*TRECHO DO DOCUMENTO*:

Traduzi e adaptei texto original de Slawomir P. Dobrzanski.

*Vladimir Samoylovych Horowitz nasceu em 01 de outubro de 1903, na Ucrânia, filho de Sophie e Simeon Horowitz. Aos seis anos, começou a estudar piano com a mãe.

*Frequentou o Conservatório de Kiev, onde foi aluno de Sergei Tarnovsky, Vladimir Puchalsky, e Felix Blumenfeld.

*A carreira solo começou na União Soviética, onde rapidamente ganhou fama como intérprete de técnica extraordinária.

Foi autorizado a deixar a Rússia em 1925 como parte de uma missão para propagar a cultura soviética no exterior, mas não retornou.

*Depois da turnê de 1926 (Berlim, Hamburgo, Paris, Roma e Londres), Horowitz estabeleceu-se em Paris.

*Muitos eram os rumores sobre sua “excentricidade”: visitas a bares de marinheiros em cidades portuárias e fascinação por roupas extravagantes de preferência cor-de-rosa e uso de maquiagem.

*Em Berlim, contratou um jovem assistente pessoal alemão e a relação que durou seis anos – talvez não tenha sido simplesmente profissional.

*DADOS APRESENTADOS*:
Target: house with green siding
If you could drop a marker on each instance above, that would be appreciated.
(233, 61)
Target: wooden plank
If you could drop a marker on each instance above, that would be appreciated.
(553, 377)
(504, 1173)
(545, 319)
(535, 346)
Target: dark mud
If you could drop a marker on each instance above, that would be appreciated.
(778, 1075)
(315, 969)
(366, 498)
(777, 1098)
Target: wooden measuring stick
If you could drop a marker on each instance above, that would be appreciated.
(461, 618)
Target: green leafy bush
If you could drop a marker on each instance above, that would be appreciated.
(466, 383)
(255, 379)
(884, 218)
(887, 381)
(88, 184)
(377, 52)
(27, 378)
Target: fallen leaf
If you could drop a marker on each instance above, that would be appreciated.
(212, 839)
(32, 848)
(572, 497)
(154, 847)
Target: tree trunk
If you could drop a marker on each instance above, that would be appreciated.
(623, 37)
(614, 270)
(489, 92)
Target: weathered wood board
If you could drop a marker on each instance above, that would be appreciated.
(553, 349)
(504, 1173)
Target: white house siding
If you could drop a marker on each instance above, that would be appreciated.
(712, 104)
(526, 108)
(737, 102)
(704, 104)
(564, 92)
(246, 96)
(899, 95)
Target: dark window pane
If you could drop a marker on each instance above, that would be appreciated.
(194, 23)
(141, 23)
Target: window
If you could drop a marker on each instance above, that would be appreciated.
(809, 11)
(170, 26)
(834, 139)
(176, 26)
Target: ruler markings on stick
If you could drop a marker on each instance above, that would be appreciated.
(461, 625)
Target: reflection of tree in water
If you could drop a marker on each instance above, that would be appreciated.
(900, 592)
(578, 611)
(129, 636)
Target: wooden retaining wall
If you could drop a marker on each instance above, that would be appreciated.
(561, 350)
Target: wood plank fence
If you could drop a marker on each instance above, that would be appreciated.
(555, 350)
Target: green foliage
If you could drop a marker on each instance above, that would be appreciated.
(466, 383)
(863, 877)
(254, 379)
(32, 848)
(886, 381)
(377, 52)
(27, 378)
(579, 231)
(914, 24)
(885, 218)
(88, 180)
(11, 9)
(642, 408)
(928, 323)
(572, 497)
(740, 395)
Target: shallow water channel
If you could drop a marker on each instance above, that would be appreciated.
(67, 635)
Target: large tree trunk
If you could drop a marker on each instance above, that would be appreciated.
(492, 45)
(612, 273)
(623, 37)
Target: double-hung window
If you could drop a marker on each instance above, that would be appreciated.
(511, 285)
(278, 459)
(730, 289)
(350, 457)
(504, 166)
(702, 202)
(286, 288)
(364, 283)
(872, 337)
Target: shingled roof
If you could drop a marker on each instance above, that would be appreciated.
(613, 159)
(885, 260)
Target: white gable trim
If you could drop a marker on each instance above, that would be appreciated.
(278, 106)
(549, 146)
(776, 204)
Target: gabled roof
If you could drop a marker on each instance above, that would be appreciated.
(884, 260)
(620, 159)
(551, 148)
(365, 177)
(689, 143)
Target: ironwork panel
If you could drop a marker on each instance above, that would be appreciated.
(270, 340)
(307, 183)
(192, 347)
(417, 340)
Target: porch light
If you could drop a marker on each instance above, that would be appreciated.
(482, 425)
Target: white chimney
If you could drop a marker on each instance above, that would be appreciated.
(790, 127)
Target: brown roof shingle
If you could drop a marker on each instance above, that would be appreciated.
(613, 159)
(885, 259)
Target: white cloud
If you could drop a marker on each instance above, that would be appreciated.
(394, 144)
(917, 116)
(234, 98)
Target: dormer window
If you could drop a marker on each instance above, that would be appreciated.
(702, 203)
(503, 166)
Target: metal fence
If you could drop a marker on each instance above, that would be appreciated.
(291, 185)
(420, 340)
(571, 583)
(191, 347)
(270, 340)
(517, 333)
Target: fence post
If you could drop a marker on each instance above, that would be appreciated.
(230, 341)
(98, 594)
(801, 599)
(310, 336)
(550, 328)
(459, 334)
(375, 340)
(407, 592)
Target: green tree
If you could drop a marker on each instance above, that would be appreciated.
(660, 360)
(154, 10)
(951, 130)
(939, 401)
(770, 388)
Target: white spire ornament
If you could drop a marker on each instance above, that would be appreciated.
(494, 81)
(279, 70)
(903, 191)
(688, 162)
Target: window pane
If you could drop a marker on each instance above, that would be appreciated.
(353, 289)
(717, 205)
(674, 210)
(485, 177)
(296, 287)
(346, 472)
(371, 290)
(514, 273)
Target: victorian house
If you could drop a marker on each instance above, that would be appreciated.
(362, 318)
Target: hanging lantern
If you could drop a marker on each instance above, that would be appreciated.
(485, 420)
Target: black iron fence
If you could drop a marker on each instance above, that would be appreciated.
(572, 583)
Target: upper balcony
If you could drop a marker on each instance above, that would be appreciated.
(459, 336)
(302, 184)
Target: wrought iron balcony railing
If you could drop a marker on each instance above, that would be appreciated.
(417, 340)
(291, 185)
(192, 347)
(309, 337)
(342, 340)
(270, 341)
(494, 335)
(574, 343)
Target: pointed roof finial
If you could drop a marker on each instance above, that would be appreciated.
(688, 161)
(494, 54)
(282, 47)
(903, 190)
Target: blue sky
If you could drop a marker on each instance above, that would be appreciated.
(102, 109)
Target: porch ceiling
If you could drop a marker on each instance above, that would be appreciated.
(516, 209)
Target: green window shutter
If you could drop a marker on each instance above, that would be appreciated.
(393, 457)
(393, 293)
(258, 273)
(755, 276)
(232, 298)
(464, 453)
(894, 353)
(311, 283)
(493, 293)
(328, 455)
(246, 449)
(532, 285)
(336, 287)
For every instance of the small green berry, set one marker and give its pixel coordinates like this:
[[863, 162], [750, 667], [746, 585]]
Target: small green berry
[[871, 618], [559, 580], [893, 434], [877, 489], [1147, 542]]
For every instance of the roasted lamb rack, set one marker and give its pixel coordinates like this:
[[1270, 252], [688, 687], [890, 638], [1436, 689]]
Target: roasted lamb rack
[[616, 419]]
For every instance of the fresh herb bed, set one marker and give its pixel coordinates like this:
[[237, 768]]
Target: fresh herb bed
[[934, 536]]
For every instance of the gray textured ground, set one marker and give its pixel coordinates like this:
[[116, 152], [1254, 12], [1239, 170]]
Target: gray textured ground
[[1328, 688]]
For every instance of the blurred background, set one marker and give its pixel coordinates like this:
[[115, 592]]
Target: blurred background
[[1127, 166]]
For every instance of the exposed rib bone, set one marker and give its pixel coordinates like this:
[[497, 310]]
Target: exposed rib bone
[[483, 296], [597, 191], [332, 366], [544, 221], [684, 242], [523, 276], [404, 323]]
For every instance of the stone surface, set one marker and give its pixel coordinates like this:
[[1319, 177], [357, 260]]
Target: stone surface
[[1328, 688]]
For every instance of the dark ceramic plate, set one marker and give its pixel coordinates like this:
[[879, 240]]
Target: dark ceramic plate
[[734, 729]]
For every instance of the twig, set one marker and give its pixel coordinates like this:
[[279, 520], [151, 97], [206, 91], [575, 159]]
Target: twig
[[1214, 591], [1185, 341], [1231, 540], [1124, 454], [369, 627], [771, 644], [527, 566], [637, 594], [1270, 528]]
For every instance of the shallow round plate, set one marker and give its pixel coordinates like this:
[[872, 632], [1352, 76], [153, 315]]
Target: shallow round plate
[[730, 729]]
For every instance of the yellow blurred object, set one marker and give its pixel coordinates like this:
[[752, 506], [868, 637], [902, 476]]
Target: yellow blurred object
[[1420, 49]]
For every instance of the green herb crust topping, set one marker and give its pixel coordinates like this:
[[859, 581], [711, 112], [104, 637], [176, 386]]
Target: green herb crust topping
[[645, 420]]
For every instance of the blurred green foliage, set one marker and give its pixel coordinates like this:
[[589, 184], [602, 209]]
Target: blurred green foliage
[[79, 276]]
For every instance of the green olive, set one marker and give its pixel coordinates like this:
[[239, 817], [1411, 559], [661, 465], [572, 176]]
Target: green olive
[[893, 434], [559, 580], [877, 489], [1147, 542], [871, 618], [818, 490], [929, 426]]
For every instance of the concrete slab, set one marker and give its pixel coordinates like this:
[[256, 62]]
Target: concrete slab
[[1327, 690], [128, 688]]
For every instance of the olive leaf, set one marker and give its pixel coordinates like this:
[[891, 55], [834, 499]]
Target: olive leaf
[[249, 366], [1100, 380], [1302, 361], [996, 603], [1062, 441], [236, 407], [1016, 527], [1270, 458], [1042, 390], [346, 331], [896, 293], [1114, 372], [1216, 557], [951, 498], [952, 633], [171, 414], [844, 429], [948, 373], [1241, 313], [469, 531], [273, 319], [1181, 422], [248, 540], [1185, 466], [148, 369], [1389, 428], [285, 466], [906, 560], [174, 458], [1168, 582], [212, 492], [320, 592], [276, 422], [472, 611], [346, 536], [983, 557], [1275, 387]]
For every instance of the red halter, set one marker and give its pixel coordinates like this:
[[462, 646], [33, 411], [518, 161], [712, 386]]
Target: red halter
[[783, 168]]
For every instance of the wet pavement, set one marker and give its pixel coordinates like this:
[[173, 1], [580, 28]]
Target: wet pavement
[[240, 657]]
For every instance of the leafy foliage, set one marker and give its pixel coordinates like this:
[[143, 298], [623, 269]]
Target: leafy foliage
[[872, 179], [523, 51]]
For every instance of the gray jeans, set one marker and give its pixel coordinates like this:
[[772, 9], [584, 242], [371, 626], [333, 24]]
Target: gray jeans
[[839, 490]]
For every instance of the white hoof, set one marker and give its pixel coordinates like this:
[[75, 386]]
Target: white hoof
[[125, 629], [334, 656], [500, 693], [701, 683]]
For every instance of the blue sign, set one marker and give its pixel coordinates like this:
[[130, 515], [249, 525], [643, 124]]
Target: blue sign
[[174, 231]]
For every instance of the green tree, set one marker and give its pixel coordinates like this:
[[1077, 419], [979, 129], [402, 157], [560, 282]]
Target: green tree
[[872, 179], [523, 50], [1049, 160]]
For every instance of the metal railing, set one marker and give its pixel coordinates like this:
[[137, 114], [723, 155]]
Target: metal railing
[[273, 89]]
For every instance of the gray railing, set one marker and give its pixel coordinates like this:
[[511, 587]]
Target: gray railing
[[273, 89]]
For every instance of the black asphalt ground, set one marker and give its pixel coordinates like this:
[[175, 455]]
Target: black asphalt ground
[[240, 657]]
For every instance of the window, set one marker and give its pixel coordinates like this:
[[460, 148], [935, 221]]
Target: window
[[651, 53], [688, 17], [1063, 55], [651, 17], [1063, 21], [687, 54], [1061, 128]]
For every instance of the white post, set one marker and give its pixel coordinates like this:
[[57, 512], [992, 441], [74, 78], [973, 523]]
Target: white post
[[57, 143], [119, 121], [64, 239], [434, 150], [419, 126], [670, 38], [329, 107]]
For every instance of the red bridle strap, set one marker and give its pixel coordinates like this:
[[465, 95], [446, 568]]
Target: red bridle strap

*O QUE FAZER*:
1. Segundo o trecho sobre Horowitz, por que ele foi autorizado a deixar a Rússia em 1925?
2. Devolva, por favor, a parte do trecho sobre Horowitz que vai de "Traduzi e adaptei" até "de técnica extraordinária.", sem alterar nada.
3. Enumere todas as cidades da turnê de 1926 mencionadas no trecho sobre Horowitz.

*RESPOSTAS*:
1. Ele foi autorizado a sair porque a viagem fazia parte de uma missão para propagar a cultura soviética no exterior.

2.
Traduzi e adaptei texto original de Slawomir P. Dobrzanski.

*Vladimir Samoylovych Horowitz nasceu em 01 de outubro de 1903, na Ucrânia, filho de Sophie e Simeon Horowitz. Aos seis anos, começou a estudar piano com a mãe.

*Frequentou o Conservatório de Kiev, onde foi aluno de Sergei Tarnovsky, Vladimir Puchalsky, e Felix Blumenfeld.

*A carreira solo começou na União Soviética, onde rapidamente ganhou fama como intérprete de técnica extraordinária.

3. Berlim, Hamburgo, Paris, Roma e Londres.